# What to work on
Everything from the line with "In the photo above, where can the white" to the last line of the material below is what to reproduce, exactly and with no other lines.

# Data for the task
<<<<

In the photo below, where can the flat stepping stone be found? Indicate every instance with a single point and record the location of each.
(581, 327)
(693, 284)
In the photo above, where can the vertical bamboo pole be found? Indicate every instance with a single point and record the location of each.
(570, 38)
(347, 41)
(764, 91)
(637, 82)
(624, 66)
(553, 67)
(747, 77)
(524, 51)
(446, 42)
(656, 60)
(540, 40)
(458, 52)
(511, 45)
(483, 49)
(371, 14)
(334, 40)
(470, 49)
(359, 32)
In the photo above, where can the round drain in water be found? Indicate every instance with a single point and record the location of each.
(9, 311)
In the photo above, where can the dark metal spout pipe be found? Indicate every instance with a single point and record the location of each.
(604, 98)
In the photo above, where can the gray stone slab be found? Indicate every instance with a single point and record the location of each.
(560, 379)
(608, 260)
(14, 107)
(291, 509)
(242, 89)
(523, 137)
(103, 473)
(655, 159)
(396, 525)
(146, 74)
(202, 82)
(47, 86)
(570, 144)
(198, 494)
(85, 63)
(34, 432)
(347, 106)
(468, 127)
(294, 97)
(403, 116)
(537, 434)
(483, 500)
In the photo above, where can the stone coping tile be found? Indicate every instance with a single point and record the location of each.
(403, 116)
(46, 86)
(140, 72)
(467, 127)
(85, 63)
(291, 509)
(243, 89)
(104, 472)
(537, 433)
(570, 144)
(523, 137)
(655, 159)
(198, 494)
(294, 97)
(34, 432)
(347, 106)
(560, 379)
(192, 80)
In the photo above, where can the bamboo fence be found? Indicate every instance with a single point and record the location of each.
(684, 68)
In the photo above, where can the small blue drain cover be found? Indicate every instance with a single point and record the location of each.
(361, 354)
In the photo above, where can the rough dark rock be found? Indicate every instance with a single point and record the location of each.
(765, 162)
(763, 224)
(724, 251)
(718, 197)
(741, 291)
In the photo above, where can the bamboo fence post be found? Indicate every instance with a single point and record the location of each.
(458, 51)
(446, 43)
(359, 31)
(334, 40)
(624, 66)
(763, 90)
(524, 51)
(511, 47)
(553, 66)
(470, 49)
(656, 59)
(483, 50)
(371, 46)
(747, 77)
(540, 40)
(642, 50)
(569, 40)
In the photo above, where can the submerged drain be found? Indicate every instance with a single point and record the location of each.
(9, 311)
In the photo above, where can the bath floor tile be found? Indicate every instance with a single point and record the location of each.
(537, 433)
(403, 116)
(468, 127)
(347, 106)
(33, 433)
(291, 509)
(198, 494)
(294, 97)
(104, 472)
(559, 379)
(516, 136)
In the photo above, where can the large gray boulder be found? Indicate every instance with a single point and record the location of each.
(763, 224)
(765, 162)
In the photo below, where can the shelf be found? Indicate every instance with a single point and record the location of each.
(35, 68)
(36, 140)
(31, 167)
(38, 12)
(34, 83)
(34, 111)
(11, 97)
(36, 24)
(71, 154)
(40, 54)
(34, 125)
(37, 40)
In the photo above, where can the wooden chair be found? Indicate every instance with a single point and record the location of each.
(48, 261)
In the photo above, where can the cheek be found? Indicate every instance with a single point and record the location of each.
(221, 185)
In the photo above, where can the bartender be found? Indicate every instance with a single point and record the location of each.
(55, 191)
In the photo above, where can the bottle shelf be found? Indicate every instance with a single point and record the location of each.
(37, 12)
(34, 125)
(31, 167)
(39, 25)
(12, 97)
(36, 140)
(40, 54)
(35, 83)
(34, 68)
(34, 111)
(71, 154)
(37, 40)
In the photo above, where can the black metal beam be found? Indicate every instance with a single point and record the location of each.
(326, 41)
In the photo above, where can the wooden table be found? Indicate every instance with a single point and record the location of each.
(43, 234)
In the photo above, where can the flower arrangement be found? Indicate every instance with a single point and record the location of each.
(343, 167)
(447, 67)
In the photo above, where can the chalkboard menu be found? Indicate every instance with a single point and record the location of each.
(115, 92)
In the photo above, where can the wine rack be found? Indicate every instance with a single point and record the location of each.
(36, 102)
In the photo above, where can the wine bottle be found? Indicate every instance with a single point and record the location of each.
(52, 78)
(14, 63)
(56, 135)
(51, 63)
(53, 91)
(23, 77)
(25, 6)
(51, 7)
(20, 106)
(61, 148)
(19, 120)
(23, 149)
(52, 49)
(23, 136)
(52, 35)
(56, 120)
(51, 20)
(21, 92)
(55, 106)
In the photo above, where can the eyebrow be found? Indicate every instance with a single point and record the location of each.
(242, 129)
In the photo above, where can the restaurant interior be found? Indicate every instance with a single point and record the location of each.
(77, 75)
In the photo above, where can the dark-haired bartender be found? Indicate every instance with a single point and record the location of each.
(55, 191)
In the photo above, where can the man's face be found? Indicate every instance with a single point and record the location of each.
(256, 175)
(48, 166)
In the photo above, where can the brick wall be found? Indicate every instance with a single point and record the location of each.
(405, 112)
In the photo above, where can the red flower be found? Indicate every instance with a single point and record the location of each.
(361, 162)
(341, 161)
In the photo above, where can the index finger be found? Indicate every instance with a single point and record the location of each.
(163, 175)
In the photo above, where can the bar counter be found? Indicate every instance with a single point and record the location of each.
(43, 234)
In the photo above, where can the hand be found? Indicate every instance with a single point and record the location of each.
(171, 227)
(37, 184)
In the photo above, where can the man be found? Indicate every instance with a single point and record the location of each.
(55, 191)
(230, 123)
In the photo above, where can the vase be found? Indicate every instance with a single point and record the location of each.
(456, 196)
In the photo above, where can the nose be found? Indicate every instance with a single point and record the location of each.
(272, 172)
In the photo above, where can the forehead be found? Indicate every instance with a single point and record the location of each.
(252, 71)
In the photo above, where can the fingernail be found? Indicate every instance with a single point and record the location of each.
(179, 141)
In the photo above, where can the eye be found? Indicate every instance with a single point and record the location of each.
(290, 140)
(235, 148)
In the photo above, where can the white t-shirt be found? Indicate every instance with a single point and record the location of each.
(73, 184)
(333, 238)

>>>>

# Task solution
In the photo above, where can the white t-shirt be found? Indicate every instance with a single point and record the location of each.
(73, 184)
(333, 238)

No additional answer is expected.